Durant la Grande Récession, le taux de chômage est passé aux Etats-Unis de 5 % à 10 % entre décembre 2007 et octobre 2009. Les autres économies avancées ont également eu tendance à connaître une détérioration de leur marché du travail, mais l’expérience diffère d’un pays à l’autre.
Deux interprétations concurrentes sont susceptibles d’expliquer cette hausse du chômage. Dans la logique néoclassique, les entreprises embauchent en fonction du coût du travail : elles sont d’autant plus incitées à embaucher que le coût du travail est faible. Si les entreprises voient leurs profits décliner, en l'occurrence si l’économie subit un choc ou si le coût du travail augmente plus rapidement que la productivité, elles doivent pouvoir librement diminuer les salaires pour ne pas avoir à licencier. Par conséquent, le chômage apparaît en raison du manque de flexibilité du marché du travail et notamment de la rigidité des salaires : les salaires ne baissent pas lorsque l’économie subit un choc négatif, si bien que l'emploi devient la variable d'ajustement.

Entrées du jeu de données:

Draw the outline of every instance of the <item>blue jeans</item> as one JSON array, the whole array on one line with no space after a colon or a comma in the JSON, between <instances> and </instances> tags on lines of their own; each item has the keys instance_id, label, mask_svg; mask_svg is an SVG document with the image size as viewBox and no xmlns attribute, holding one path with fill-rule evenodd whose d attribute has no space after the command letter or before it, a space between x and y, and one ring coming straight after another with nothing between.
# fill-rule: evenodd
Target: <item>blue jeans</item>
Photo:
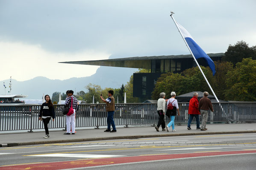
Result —
<instances>
[{"instance_id":1,"label":"blue jeans","mask_svg":"<svg viewBox=\"0 0 256 170\"><path fill-rule=\"evenodd\" d=\"M193 118L194 118L194 117L196 118L196 121L197 122L197 128L200 128L199 115L196 114L189 114L189 118L188 118L188 128L190 128L190 124L193 120Z\"/></svg>"},{"instance_id":2,"label":"blue jeans","mask_svg":"<svg viewBox=\"0 0 256 170\"><path fill-rule=\"evenodd\" d=\"M108 116L107 117L107 123L108 124L108 129L110 130L111 125L112 125L113 130L116 130L115 122L114 122L114 111L109 111L108 112Z\"/></svg>"},{"instance_id":3,"label":"blue jeans","mask_svg":"<svg viewBox=\"0 0 256 170\"><path fill-rule=\"evenodd\" d=\"M167 125L167 126L168 126L168 127L169 128L171 127L171 127L172 128L172 130L174 130L174 119L175 118L175 116L171 116L171 122L168 124L168 125Z\"/></svg>"}]
</instances>

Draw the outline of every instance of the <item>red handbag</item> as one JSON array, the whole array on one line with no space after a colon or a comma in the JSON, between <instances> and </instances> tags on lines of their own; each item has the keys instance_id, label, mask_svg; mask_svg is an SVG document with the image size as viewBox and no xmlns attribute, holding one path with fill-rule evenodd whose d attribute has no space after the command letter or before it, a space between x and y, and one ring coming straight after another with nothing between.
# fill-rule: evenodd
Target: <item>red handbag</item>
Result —
<instances>
[{"instance_id":1,"label":"red handbag","mask_svg":"<svg viewBox=\"0 0 256 170\"><path fill-rule=\"evenodd\" d=\"M71 107L69 108L68 113L68 114L67 114L67 115L68 116L71 116L73 113L74 113L74 109L73 109L73 107L72 105L73 102L73 98L71 97Z\"/></svg>"}]
</instances>

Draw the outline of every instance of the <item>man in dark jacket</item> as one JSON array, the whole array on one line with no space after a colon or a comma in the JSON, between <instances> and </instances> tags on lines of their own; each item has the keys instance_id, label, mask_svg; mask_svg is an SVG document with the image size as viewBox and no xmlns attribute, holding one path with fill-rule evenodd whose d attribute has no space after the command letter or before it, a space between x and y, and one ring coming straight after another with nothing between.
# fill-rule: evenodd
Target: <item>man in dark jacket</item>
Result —
<instances>
[{"instance_id":1,"label":"man in dark jacket","mask_svg":"<svg viewBox=\"0 0 256 170\"><path fill-rule=\"evenodd\" d=\"M200 113L202 116L201 130L206 130L208 129L206 128L206 126L209 109L213 112L211 100L207 97L209 95L209 94L207 91L203 92L203 97L199 101L198 109L200 110Z\"/></svg>"},{"instance_id":2,"label":"man in dark jacket","mask_svg":"<svg viewBox=\"0 0 256 170\"><path fill-rule=\"evenodd\" d=\"M197 92L194 93L194 96L189 101L189 105L188 106L188 130L191 130L190 124L194 117L197 122L197 129L200 129L200 122L199 120L199 115L200 112L198 110L198 99L197 97L198 94Z\"/></svg>"}]
</instances>

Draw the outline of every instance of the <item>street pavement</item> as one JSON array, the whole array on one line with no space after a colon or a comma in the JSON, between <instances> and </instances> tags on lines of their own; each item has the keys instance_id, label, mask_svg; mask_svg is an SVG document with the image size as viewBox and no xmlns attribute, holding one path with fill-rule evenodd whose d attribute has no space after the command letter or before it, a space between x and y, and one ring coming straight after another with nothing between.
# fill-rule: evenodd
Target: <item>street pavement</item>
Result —
<instances>
[{"instance_id":1,"label":"street pavement","mask_svg":"<svg viewBox=\"0 0 256 170\"><path fill-rule=\"evenodd\" d=\"M77 130L74 135L64 135L64 130L53 131L50 130L50 136L44 139L44 132L0 133L0 147L6 147L18 145L38 144L63 142L79 142L115 139L128 139L141 138L203 135L218 134L256 133L256 123L236 124L207 124L207 130L196 129L195 125L191 125L192 130L187 129L186 125L175 125L176 132L162 131L157 132L154 127L137 127L118 128L117 132L104 132L106 128L99 129Z\"/></svg>"}]
</instances>

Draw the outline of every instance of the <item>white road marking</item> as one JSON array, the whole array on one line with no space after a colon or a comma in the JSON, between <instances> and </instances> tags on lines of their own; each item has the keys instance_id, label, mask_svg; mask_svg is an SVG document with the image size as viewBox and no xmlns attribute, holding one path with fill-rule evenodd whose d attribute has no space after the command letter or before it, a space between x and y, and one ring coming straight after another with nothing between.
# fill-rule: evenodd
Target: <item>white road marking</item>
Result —
<instances>
[{"instance_id":1,"label":"white road marking","mask_svg":"<svg viewBox=\"0 0 256 170\"><path fill-rule=\"evenodd\" d=\"M93 145L84 145L84 146L66 146L65 147L57 147L58 148L70 148L71 147L105 147L105 146L115 146L115 144L99 144Z\"/></svg>"},{"instance_id":2,"label":"white road marking","mask_svg":"<svg viewBox=\"0 0 256 170\"><path fill-rule=\"evenodd\" d=\"M167 149L164 150L154 150L155 151L162 151L165 150L193 150L197 149L220 149L224 148L231 148L232 147L237 148L237 147L256 147L256 146L235 146L235 147L191 147L189 148L182 148L182 149Z\"/></svg>"},{"instance_id":3,"label":"white road marking","mask_svg":"<svg viewBox=\"0 0 256 170\"><path fill-rule=\"evenodd\" d=\"M125 156L122 155L53 153L43 155L29 155L28 156L65 157L69 158L100 158Z\"/></svg>"},{"instance_id":4,"label":"white road marking","mask_svg":"<svg viewBox=\"0 0 256 170\"><path fill-rule=\"evenodd\" d=\"M15 154L15 153L0 153L0 155L7 155L9 154Z\"/></svg>"},{"instance_id":5,"label":"white road marking","mask_svg":"<svg viewBox=\"0 0 256 170\"><path fill-rule=\"evenodd\" d=\"M146 142L127 143L125 143L125 144L138 144L147 143L169 142L170 142L187 141L188 140L177 140L177 141L155 141L155 142Z\"/></svg>"},{"instance_id":6,"label":"white road marking","mask_svg":"<svg viewBox=\"0 0 256 170\"><path fill-rule=\"evenodd\" d=\"M223 141L213 141L213 142L191 142L191 143L179 143L179 144L201 144L204 143L215 143L215 142L221 142Z\"/></svg>"}]
</instances>

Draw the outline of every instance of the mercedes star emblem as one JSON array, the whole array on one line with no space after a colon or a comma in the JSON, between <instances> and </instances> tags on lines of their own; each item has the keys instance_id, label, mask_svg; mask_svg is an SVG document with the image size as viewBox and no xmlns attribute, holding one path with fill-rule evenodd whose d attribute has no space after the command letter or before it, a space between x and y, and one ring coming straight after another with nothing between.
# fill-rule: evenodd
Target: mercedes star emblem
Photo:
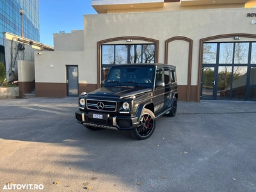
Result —
<instances>
[{"instance_id":1,"label":"mercedes star emblem","mask_svg":"<svg viewBox=\"0 0 256 192\"><path fill-rule=\"evenodd\" d=\"M97 108L99 110L102 110L104 108L104 104L102 102L98 102L97 104Z\"/></svg>"}]
</instances>

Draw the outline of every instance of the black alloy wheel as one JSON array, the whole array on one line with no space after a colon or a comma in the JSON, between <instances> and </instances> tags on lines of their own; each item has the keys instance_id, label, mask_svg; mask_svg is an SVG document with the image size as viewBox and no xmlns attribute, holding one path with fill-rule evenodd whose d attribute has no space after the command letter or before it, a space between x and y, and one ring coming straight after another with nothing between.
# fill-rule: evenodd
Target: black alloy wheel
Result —
<instances>
[{"instance_id":1,"label":"black alloy wheel","mask_svg":"<svg viewBox=\"0 0 256 192\"><path fill-rule=\"evenodd\" d=\"M138 127L129 130L129 134L135 139L142 140L148 138L155 131L155 115L150 110L144 109L140 116Z\"/></svg>"}]
</instances>

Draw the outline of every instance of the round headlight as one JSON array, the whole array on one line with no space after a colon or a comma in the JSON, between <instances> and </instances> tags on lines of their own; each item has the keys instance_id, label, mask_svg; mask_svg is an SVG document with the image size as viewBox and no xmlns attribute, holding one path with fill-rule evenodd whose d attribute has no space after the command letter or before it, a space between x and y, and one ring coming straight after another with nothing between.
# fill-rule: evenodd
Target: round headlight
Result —
<instances>
[{"instance_id":1,"label":"round headlight","mask_svg":"<svg viewBox=\"0 0 256 192\"><path fill-rule=\"evenodd\" d=\"M85 100L84 100L84 99L80 99L79 100L79 102L80 102L80 104L81 106L84 106L85 105Z\"/></svg>"},{"instance_id":2,"label":"round headlight","mask_svg":"<svg viewBox=\"0 0 256 192\"><path fill-rule=\"evenodd\" d=\"M129 109L129 108L130 107L130 105L127 102L124 102L123 103L123 109L125 110Z\"/></svg>"}]
</instances>

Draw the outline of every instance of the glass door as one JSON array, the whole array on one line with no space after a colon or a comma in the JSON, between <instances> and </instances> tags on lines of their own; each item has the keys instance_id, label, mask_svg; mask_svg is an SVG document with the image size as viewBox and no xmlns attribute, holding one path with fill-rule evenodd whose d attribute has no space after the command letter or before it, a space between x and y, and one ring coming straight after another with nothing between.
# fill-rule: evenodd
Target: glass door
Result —
<instances>
[{"instance_id":1,"label":"glass door","mask_svg":"<svg viewBox=\"0 0 256 192\"><path fill-rule=\"evenodd\" d=\"M201 99L214 99L216 95L214 67L203 67L201 82Z\"/></svg>"},{"instance_id":2,"label":"glass door","mask_svg":"<svg viewBox=\"0 0 256 192\"><path fill-rule=\"evenodd\" d=\"M77 65L67 65L67 96L78 96Z\"/></svg>"}]
</instances>

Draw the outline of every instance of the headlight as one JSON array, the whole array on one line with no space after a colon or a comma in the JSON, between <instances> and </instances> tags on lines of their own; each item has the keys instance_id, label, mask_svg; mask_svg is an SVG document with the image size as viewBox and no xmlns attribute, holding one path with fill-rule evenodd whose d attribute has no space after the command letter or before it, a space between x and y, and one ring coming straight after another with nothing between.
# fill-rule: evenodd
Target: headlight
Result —
<instances>
[{"instance_id":1,"label":"headlight","mask_svg":"<svg viewBox=\"0 0 256 192\"><path fill-rule=\"evenodd\" d=\"M130 107L130 105L127 102L123 103L123 109L124 109L127 110L127 109L129 109L129 107Z\"/></svg>"},{"instance_id":2,"label":"headlight","mask_svg":"<svg viewBox=\"0 0 256 192\"><path fill-rule=\"evenodd\" d=\"M83 106L85 106L85 100L84 99L81 99L79 100L80 104Z\"/></svg>"}]
</instances>

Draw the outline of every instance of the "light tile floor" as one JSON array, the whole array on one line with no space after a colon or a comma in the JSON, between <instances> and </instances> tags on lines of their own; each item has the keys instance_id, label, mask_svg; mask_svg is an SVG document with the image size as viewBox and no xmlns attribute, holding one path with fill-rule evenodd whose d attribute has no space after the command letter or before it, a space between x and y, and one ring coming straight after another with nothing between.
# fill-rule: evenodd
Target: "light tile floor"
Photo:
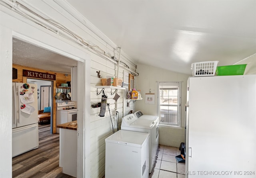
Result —
<instances>
[{"instance_id":1,"label":"light tile floor","mask_svg":"<svg viewBox=\"0 0 256 178\"><path fill-rule=\"evenodd\" d=\"M185 163L177 162L175 156L180 155L178 148L160 145L160 151L152 178L184 178Z\"/></svg>"}]
</instances>

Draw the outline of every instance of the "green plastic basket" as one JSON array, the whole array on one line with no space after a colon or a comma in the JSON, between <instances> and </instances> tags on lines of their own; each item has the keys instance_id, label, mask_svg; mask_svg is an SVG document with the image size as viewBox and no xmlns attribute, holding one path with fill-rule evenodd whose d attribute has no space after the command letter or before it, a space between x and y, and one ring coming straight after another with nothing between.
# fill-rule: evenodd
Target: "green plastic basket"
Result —
<instances>
[{"instance_id":1,"label":"green plastic basket","mask_svg":"<svg viewBox=\"0 0 256 178\"><path fill-rule=\"evenodd\" d=\"M216 69L216 75L243 75L247 64L219 66Z\"/></svg>"}]
</instances>

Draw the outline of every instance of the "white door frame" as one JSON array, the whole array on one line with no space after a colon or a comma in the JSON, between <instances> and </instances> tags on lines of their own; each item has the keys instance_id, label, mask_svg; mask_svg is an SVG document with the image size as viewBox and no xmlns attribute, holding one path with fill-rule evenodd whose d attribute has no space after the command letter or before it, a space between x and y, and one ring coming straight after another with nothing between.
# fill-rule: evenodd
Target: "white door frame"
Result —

- À FAIRE
1. Recopiez le passage du document allant de « Durant la Grande » jusqu'à « pays à l’autre. ».
2. D'après le document, de quel taux à quel taux le chômage est-il passé aux États-Unis entre décembre 2007 et octobre 2009 ?
Les entrées n'ont aucun lien avec le document.

- RÉPONSES PAR TÂCHE
1.
Durant la Grande Récession, le taux de chômage est passé aux Etats-Unis de 5 % à 10 % entre décembre 2007 et octobre 2009. Les autres économies avancées ont également eu tendance à connaître une détérioration de leur marché du travail, mais l’expérience diffère d’un pays à l’autre.

2. De 5 % à 10 %.